> **AIM OF THE TASK**:
Continue the passage on Woodside's share capital under the BHP merger, starting after its last sentence.

> **STUDY TEXT**:
Table 1 - Woodside Shares that are expected to be on issue on Implementation:

 

  Timing   Number

  On issue as at the Last Practicable Date

  983,980,823

  Estimated to be issued under the Merger

  914,768,94851

  Estimated total on issue following Implementation

  1,898,749,771

Table 2 - Woodside unquoted equity securities that are on issue as at the Last Practicable Date:

 

  Unquoted equity securities   Number on issue at the
Last Practicable Date

  Equity Rights

  5,711,407

  Performance Rights

  1,439,717

  Variable Pay Rights

  338,261

Unquoted equity securities are awarded under Woodside’s Employee Equity Plan, Executive Incentive Plan and Executive Incentive Scheme. Further details of the unquoted equity securities including vesting dates are available in the Remuneration Report in the Woodside Annual Report 2021 on pages 71 to 92.

On Implementation, it is expected that BHP Shareholders will own approximately 48% of the Merged Group (based on the issue of 914,768,948 New Woodside Shares and the number of Woodside Shares outstanding on the Last Practicable Date) subject to any BHP Shareholders being Ineligible Foreign BHP Shareholders or Relevant Small Parcel BHP Shareholders.

> **SOURCE DATA**:
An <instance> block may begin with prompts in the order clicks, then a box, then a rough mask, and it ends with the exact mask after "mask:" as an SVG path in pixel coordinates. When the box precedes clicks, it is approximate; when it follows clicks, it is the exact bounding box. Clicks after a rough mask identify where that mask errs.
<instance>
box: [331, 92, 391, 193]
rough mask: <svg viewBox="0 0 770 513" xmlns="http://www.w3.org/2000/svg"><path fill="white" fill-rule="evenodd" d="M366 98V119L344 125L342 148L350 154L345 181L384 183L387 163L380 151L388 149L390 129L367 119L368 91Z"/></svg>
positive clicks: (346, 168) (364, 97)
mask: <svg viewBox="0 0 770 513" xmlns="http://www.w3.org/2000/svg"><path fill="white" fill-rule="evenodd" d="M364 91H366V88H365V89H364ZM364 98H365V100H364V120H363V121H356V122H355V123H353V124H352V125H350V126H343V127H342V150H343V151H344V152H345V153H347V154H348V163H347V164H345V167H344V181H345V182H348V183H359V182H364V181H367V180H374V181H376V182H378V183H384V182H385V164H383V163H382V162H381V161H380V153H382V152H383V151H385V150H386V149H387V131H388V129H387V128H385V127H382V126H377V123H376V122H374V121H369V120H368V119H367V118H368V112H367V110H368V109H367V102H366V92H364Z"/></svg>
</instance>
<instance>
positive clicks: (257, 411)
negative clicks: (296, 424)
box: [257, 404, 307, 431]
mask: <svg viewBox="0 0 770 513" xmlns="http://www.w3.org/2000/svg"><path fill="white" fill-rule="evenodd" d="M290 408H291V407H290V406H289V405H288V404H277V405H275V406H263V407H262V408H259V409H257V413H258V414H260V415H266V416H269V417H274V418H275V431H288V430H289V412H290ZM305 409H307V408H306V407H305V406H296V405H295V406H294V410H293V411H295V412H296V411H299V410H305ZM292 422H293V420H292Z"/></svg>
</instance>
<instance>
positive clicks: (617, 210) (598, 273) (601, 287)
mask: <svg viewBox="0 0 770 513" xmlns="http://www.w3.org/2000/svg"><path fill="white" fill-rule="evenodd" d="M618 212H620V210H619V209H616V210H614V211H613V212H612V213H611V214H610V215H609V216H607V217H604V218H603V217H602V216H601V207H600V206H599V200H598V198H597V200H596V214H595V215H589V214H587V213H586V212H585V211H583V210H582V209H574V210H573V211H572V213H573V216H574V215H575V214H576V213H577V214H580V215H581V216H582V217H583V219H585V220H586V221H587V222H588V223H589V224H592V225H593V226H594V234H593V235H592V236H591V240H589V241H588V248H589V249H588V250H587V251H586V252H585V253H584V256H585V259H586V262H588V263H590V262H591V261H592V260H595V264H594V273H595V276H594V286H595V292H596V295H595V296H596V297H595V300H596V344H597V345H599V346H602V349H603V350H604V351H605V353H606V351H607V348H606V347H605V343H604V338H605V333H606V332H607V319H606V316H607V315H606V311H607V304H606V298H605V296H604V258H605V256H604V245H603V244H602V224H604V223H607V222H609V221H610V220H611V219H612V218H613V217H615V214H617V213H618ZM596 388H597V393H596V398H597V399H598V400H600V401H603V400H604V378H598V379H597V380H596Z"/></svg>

> **TASK RESPONSE**:
The Merged Group’s financing arrangements, including its banking facilities, access to capital market and maintenance of a relationship banking panel will remain in line with Woodside’s existing financing arrangements prior to Implementation. Specifically, commodity price risk management, interest rate risk management and foreign currency risk management will be undertaken in line with approved Woodside Board mandate parameters.

See Section 6.7.2 for further information in relation to the interests that Woodside Directors and other Key Management Personnel hold in Woodside Shares.

6.3.3       Market analysis

Woodside’s investment decisions are informed by energy market analysis including supply, demand and price outlooks. Through market analysis, Woodside seeks to monitor the global macroeconomic and geopolitical environment and the energy markets outlook to determine how these factors can impact the organisation and how to best respond, including how Woodside allocates capital. This is expected to include third party scenarios and Woodside’s own assessment of product prices and market conditions.

 

51 This figure assumes that no additional Woodside Shares are issued in connection with a Permitted Equity Raise and no further declaration of Woodside Dividends will occur prior to Implementation.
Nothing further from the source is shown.